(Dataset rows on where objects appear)
┄┄┄┄┄┄

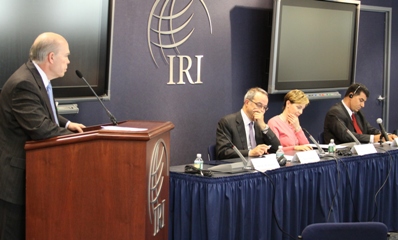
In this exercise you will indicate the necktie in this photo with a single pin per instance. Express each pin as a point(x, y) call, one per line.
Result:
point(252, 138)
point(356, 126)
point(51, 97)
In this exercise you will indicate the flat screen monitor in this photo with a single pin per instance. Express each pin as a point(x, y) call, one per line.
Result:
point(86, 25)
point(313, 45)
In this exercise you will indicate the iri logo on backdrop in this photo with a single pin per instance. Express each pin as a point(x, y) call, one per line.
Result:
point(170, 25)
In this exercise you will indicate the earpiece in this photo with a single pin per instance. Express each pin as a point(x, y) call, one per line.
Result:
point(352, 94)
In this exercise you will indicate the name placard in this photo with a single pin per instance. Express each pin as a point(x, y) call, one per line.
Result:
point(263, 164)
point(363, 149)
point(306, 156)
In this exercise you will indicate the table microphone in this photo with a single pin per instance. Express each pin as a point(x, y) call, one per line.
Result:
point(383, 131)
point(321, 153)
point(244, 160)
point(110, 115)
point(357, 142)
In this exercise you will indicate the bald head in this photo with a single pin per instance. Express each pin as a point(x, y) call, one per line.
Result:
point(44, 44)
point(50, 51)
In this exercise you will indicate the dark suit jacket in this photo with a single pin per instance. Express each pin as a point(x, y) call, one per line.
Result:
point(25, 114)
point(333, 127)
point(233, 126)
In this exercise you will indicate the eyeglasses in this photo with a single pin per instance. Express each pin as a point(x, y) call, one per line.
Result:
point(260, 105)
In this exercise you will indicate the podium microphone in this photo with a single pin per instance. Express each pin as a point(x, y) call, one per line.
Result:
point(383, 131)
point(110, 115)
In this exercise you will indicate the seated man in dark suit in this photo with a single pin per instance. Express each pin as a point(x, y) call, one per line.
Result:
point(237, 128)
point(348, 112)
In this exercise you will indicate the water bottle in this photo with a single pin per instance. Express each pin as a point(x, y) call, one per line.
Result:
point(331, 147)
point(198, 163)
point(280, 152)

┄┄┄┄┄┄

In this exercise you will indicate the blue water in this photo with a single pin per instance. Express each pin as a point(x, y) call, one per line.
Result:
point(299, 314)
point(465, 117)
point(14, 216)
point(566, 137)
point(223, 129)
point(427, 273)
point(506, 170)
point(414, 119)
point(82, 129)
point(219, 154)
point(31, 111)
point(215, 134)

┄┄┄┄┄┄

Convert the lines of the entries between the one holding "In this exercise you will indicate the iri" and the one holding "point(352, 94)", inclusive, into a Markdown table with the columns Row and Line, numbering each line in order and omitting blank lines.

| Row | Line |
|---|---|
| 1 | In this exercise you will indicate the iri logo on backdrop in this photo with a single pin per instance. Express each pin as a point(x, y) call, one per line. |
| 2 | Result: |
| 3 | point(170, 25) |
| 4 | In this exercise you will indicate the earpiece in this photo with a single pin per instance. Express each pin as a point(x, y) call, one per line. |
| 5 | Result: |
| 6 | point(352, 94) |